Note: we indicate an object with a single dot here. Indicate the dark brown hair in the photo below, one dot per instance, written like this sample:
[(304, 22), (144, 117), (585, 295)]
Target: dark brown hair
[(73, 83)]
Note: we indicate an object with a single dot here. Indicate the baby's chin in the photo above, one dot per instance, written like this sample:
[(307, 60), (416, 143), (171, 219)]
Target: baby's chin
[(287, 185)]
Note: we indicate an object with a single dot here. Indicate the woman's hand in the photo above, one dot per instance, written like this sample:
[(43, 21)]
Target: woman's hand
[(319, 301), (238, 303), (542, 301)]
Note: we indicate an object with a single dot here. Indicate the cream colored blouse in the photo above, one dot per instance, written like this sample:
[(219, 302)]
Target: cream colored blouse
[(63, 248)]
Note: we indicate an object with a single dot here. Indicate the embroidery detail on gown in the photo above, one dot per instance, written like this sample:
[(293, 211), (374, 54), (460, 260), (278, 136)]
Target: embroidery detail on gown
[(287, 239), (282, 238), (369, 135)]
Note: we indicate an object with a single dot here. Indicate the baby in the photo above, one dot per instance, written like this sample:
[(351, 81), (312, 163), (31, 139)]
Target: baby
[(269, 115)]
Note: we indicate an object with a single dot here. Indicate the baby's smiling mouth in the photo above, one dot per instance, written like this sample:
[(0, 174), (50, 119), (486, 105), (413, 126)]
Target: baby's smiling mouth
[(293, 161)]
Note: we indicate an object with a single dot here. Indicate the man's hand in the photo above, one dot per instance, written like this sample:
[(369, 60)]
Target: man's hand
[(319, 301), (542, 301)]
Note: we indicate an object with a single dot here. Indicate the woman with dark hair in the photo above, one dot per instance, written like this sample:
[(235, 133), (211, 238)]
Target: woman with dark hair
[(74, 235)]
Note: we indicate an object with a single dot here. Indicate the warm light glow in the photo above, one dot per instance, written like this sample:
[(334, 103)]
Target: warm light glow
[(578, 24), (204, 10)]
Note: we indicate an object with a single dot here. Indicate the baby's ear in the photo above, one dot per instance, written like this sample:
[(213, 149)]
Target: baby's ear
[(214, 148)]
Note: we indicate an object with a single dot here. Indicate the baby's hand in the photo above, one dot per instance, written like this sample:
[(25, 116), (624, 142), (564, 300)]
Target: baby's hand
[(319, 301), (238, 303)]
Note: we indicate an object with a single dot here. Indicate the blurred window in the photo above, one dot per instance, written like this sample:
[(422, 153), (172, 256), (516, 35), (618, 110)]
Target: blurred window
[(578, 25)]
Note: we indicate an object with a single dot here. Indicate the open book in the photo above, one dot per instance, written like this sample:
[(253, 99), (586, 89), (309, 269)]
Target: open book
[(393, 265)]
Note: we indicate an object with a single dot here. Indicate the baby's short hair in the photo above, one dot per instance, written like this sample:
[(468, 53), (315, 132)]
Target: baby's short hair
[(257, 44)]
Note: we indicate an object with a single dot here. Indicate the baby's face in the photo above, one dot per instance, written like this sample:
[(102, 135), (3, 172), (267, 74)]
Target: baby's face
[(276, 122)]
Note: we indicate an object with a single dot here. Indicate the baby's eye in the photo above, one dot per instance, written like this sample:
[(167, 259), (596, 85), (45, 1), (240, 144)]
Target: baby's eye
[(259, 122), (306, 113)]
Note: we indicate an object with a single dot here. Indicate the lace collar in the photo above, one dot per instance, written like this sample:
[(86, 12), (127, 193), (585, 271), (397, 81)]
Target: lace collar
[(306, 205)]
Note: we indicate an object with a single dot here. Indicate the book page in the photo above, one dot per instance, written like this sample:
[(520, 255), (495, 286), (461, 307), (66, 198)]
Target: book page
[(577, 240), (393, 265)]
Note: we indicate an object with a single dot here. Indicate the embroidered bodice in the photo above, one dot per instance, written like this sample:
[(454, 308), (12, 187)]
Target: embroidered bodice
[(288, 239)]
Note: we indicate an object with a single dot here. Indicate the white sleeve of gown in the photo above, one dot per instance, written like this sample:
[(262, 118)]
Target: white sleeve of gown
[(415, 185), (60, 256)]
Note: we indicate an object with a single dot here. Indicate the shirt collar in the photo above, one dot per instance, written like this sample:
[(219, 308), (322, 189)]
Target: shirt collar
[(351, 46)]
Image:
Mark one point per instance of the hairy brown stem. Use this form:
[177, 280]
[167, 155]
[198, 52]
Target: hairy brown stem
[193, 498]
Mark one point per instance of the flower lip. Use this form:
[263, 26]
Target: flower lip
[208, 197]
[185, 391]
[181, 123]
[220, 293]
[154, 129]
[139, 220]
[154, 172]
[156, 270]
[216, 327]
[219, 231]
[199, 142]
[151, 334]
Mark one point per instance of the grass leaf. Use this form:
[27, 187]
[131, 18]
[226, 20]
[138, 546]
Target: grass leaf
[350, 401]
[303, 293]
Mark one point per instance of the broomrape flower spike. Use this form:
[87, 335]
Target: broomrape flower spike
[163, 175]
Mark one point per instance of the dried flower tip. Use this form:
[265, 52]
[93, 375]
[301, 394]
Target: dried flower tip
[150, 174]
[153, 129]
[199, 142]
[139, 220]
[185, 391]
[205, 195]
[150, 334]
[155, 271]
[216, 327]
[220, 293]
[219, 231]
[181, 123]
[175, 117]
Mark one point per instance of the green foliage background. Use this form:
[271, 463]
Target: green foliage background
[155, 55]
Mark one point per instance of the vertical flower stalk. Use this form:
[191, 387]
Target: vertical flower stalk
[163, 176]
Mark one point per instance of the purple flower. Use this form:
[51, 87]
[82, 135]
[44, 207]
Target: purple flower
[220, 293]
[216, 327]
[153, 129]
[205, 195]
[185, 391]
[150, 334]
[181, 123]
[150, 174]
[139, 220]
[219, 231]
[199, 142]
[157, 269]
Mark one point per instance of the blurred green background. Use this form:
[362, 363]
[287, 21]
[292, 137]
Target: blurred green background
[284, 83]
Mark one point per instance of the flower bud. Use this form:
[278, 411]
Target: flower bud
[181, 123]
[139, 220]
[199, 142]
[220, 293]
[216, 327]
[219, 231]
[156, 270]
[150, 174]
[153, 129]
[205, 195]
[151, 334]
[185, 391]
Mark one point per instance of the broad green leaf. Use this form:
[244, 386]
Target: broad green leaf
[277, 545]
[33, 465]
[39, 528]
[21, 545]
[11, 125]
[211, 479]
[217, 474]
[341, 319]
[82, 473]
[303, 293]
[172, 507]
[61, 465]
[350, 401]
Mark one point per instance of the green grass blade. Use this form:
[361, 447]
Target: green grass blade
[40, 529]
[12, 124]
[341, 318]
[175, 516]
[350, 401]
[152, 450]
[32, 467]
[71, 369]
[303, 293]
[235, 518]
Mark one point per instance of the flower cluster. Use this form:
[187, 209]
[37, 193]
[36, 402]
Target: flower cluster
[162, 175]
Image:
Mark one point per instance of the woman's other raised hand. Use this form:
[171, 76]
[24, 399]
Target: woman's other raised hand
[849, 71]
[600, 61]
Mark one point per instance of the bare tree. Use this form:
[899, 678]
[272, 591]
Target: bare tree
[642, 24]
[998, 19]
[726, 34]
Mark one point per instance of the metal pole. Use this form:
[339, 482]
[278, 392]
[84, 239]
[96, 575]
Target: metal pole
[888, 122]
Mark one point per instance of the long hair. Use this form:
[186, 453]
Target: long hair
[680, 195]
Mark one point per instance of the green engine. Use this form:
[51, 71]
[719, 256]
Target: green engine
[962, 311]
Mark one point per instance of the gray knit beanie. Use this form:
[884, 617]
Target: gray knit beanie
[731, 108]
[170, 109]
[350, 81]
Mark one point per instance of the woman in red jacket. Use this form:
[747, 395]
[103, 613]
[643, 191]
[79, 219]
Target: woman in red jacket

### [What is needed]
Output all records exactly, with nothing added or dropped.

### [The answer]
Note: we indicate an object with a single dot here. Indicate the dark brown hair in the photo below, one dot per instance, written like this sample:
[(304, 22), (144, 117), (585, 295)]
Target: dark brown hair
[(73, 83)]
Note: we indicate an object with a single dot here. Indicate the baby's chin in the photo above, one dot per instance, written like this sample:
[(307, 60), (416, 143), (171, 219)]
Target: baby's chin
[(287, 185)]
Note: we indicate an object with a single dot here. Indicate the woman's hand in the photo above, one dot per instance, written like this sample:
[(43, 21)]
Target: woman's hand
[(319, 301), (238, 303), (542, 301)]
Note: we indicate an object with a single dot here. Indicate the cream colored blouse in the photo above, one dot per instance, written like this sample:
[(219, 302)]
Target: cream colored blouse
[(63, 248)]
Note: we indicate an object with a single dot here. Indicate the embroidery detail on gown in the photo above, one dot per instance, written like this sample:
[(293, 211), (374, 54), (460, 260), (278, 136)]
Target: embroidery detail on gown
[(287, 239), (282, 238), (369, 135)]
Note: we indicate an object with a single dot here. Indicate the baby in the photo above, one dot per instance, written like this sample:
[(351, 81), (312, 163), (31, 139)]
Target: baby
[(269, 115)]
Note: we indicate an object with a single dot here. Indicate the baby's smiling mouth in the photo above, one dot per instance, written like this sample:
[(0, 174), (50, 119), (486, 105), (413, 126)]
Target: baby's smiling mouth
[(293, 161)]
Note: we indicate an object with a single dot here. Indicate the man's hand in the photo above, one dot per instance, written like this sample:
[(369, 60)]
Target: man's hand
[(319, 301), (542, 301)]
Note: we indicate an object with a single dot here. Indicate the woman with dark hair in the photo above, one dot per instance, written like this sample:
[(235, 133), (211, 238)]
Target: woman with dark hair
[(74, 235)]
Note: we indicate an object with a single dot here. Indicate the warm light glow in the photo above, one dot per instance, written like this sample:
[(334, 103)]
Target: warm light glow
[(578, 24), (204, 10)]
Note: we indicate an object with a single dot here. Indicate the baby's ear in the photo above, one dot per instance, written like this sample:
[(213, 149)]
Target: baby's ear
[(214, 148)]
Note: we indicate an object with a single dot here. Indicate the baby's hand in the photo above, one dot per instance, written like this sample:
[(25, 116), (624, 142), (564, 300)]
Target: baby's hand
[(319, 301), (238, 303)]
Note: we indicate an object with a single dot here. Indicate the blurred window in the photo above, one dot per instance, written like this sample:
[(422, 153), (172, 256), (516, 35), (618, 110)]
Target: blurred window
[(578, 25)]
Note: we indicate an object with a single dot here. Indicate the open book in the photo above, one dot per instance, written like this sample:
[(253, 99), (586, 89), (309, 269)]
Target: open book
[(393, 265)]
Note: we indicate an object with a single dot here. Indicate the baby's short hair in the photo above, one dot per instance, written like this sample:
[(468, 53), (315, 132)]
Target: baby's short hair
[(257, 44)]
Note: we indicate an object with a single dot here. Indicate the baby's face in the photo above, one dot per instance, written like this sample:
[(102, 135), (3, 172), (267, 74)]
Target: baby's face
[(276, 122)]
Note: we indicate an object with a single dot here. Indicate the baby's eye in the photo above, one dot per instance, written like this sample:
[(167, 259), (596, 85), (45, 1), (240, 144)]
Target: baby's eye
[(259, 122), (306, 113)]
Note: we indicate an object with a single dot here. Indicate the lace collar in the photo above, one dot per instance, written like this sample:
[(86, 12), (127, 193), (585, 271), (397, 81)]
Target: lace collar
[(306, 205)]
Note: we indicate an object with a single dot here. Indicate the book page in the photo above, one dot per instance, written like this sample:
[(520, 255), (495, 286), (461, 307), (66, 198)]
Target: book page
[(577, 240), (393, 265)]
Note: we indicate an object with a single dot here. Indicate the embroidered bodice in the photo above, one dot per instance, written like this sample:
[(454, 308), (12, 187)]
Target: embroidered bodice
[(288, 239)]
Note: we indicate an object with a single dot here. Indicate the white sleeve of gown in the photo above, one dot per instance, written like this sample:
[(262, 118)]
Target: white sleeve of gown
[(415, 185), (60, 256)]
Note: we indicate an object with a single dot here. Indicate the shirt collar in the photo above, one dot per instance, written like this sample:
[(219, 308), (322, 189)]
Target: shirt collar
[(351, 46)]
Image:
Mark one point per instance of the hairy brown stem. Use this form:
[177, 280]
[167, 155]
[198, 52]
Target: hairy brown stem
[193, 498]
Mark one point per instance of the flower lip. Use this form:
[263, 26]
Target: flower lip
[208, 197]
[185, 391]
[181, 123]
[220, 293]
[154, 129]
[139, 220]
[154, 172]
[156, 270]
[216, 327]
[219, 231]
[199, 142]
[151, 334]
Mark one point per instance of the grass leaf. Use this form:
[27, 187]
[131, 18]
[226, 20]
[138, 546]
Target: grass leaf
[350, 401]
[303, 293]
Mark one point per instance of the broomrape flower spike. Use this form:
[87, 335]
Target: broomrape flower spike
[163, 175]
Mark one point per instance of the dried flower tip. Use this form:
[265, 52]
[93, 375]
[301, 394]
Target: dried flower tip
[150, 174]
[153, 129]
[199, 142]
[139, 220]
[185, 391]
[205, 195]
[150, 334]
[155, 271]
[216, 327]
[220, 293]
[219, 231]
[181, 123]
[175, 117]
Mark one point per instance of the green foliage background. Use this form:
[271, 463]
Target: green foliage background
[155, 55]
Mark one point per instance of the vertical flower stalk. Use this form:
[191, 387]
Target: vertical flower stalk
[163, 176]
Mark one point per instance of the purple flower. Use this form:
[51, 87]
[82, 135]
[44, 207]
Target: purple flower
[220, 293]
[216, 327]
[153, 129]
[205, 195]
[185, 391]
[150, 334]
[181, 123]
[150, 174]
[139, 220]
[219, 231]
[199, 142]
[157, 269]
Mark one point per instance of the blurred green background. Use this form:
[362, 363]
[287, 21]
[292, 137]
Target: blurred green background
[284, 83]
Mark one point per instance of the flower bud. Use this form:
[278, 411]
Target: flower bud
[181, 123]
[139, 220]
[199, 142]
[220, 293]
[216, 327]
[219, 231]
[156, 270]
[150, 174]
[153, 129]
[205, 195]
[151, 334]
[185, 391]
Mark one point per instance of the broad green leaf. Use this form:
[244, 386]
Target: broad green leaf
[277, 545]
[33, 465]
[39, 528]
[21, 545]
[11, 125]
[211, 479]
[217, 474]
[341, 319]
[82, 473]
[303, 293]
[172, 507]
[61, 465]
[350, 401]
Mark one point per instance of the green grass blade. Use this form:
[361, 447]
Target: green grass blade
[40, 529]
[12, 124]
[341, 318]
[175, 516]
[350, 401]
[152, 450]
[32, 467]
[71, 369]
[303, 293]
[235, 518]
Mark one point per instance of the flower cluster. Use this form:
[187, 209]
[37, 193]
[36, 402]
Target: flower cluster
[162, 175]
Image:
Mark one point per instance of the woman's other raised hand. Use this form:
[171, 76]
[24, 399]
Target: woman's other raised hand
[849, 71]
[600, 61]
Mark one point per instance of the bare tree. Use this form:
[899, 678]
[272, 591]
Target: bare tree
[642, 24]
[998, 19]
[726, 34]
Mark one point per instance of the metal pole. Use this form:
[339, 482]
[278, 392]
[84, 239]
[96, 575]
Target: metal pole
[888, 122]
Mark one point per instance of the long hair. Use this form:
[186, 453]
Target: long hair
[680, 195]
Mark one point per instance of the green engine. Use this form:
[51, 71]
[719, 256]
Target: green engine
[962, 311]
Mark one point per instance of the gray knit beanie. Use this form:
[884, 617]
Target: gray knit beanie
[731, 108]
[170, 109]
[350, 81]
Mark one point per instance of the woman in red jacket. Use this form:
[747, 395]
[103, 613]
[643, 191]
[79, 219]
Target: woman in red jacket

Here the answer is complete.